▶ Provided passage
That’s reassuring. But it’s also theologically significant. I’m starting to get that Envy, like all the deadly sins, is in actuality the warping of a holy desire. On one level, our recognition that we are none of us All That, and our fierce coveting of the gifts and qualities we do not possess (or the material goods that stand in for these), is a healthy reminder that we are meant for a greater Completeness, and that our hearts will be restless and our eyes green until we find it in the One who truly completes us. It’s when we forget that, when we think we deserve to be and to have All That, right now, that sin enters in, either in the sad and cranky self-pity wallow I was experiencing, or in the deadlier form of wishing ill to those who seem to have what we believe we are entitled to.

So, a lesson. And I did indeed take a day’s hiatus from presuming the Church needed to hear my every thought, though I spent it less in silent prayer and unseen good works than I had hoped. A friend’s mother’s funeral and a read-through of The Merchant of Venice with the Shakespeare company I am working with (as dramaturg on this show, the company’s summer tour; as general dogsbody in other capacities) did provide time for reflection, though, and food for future blog posts. Yes, it’s a split decision, this blogging thing: I’m not giving it up, but I’m going to work on keeping it in perspective—with, no doubt, plenty of help from the combox.

This morning, two other split (or potentially split) decisions to weigh in on, in hopes of bringing some clarity to events with multiple interpretations and implications.

Ending the (non)suspense about a (non)suspension

As Deacon Greg Kandra reports over at The Deacon’s Bench, there have been two recent announcements in regard to the case of Fr Frank Pavone, the Priests For Life founder whose diocesan ordinary, Amarillo Bishop Patrick Zurek, curtailed his national and international prolife activities and assigned him to duties as a chaplain. At the time, Bishop Zurek announced that he was “suspending” Fr Pavone’s extra-diocesan ministries as part of an ongoing investigation into the finances and canonical structure of Priests For Life. Fr Pavone’s supporters—and Fr Pavone himself, in his public statements—cried foul, hinted at collusion between the bishop and the Obama administration with the goal of crippling the pro-life movement, and decried the reassignment as house arrest at best and kidnapping at the lurid worst.

Today the Priests For Life website announced that Fr Pavone has “won,” citing a May 18 decision from Rome’s Congregation on the Clergy sustaining Fr Pavone’s appeal of his suspension. Bishop Zurek has also issued a statement, positioning the congregation’s decision not as a loss but as a no-contest, as Fr Pavone’s status as a priest in good standing (the canonical term for someone who isn’t suspended from priestly ministry) was never in doubt. Neither, of course, was Bishop Zurek’s canonical authority over Fr Pavone, and Bishop Zurek has announced that he will continue to exercise that authority by requiring Fr Pavone to maintain his residence in Amarillo, continue his duties as a chaplain, and request permission to conduct pro-life activities outside the diocese, which the bishop will review on a case-by-case, limited basis.

As in the old Certs commercials (Google them), they’re both right. But nothing in this decision changes Fr Pavone’s requirement to submit in obedience to his ordinary. Nothing in this decision changes that ordinary’s conditions for Fr Pavone’s demonstrating that obedience. In fact, this whole part of the kerfuffle needn’t have happened at all. Fr Pavone was never suspended (in the canonical sense of that term), though Bishop Zurek (foolishly, in my opinion, but nobody’s asking) persisted in using that language. Of course the Congregation upheld Fr Pavone’s appeal of a suspension that never happened. Canonist Ed Peters would have explained this better than I, but he’s on a blogging hiatus, sadly of longer duration than mine.

▶ Source excerpt
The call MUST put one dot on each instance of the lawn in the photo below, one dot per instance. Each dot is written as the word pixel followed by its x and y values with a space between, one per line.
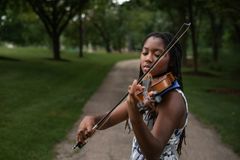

▶ Given exercise
Write the next part of the blog post on envy and the Fr. Pavone case, picking up after its last sentence. The data here is separate material and has no connection to the blog post.

▶ The reply
The rest of the kerfuffle endures. Bishop Zurek’s statement concludes with one telling sentence: “All other matters are outside the purview of this statement.” Those “other matters”—the ecclesial structure of Priests For Life and its interconnected web of organizations and ministries, the fundraising and accounting practices of those organizations, whether Fr Pavone’s defiantly partisan public statements (he’s speaking this week on why Romney’s Mormonism should not be an obstacle for Catholic voters, for example) constitute violations of IRS tax law, where Fr Pavone will eventually find himself incardinated—all go on unaffected by the verdict from Rome. We shall see where this goes, but the wheels grind slowly.

You can’t tell your mandates without a program

The other (possibly) split decision on the horizon is the Supreme Court’s release, scheduled for tomorrow morning, of its opinion(s) on the constitutionality of the Affordable Health Care Act. Following this case has revived the long-dormant constitutional law junkie in my soul (I now have a whole other class of folks to envy), so I will be logging on to the marvelously informative SCOTUS Blog tomorrow morning at 8:45 EDT to follow their live feed of the Court’s last announcement session of the term. This thing has been handicapped to a degree my horseracing daddy would have envied, so I will not speculate on how the Court has decided and what the implications will be.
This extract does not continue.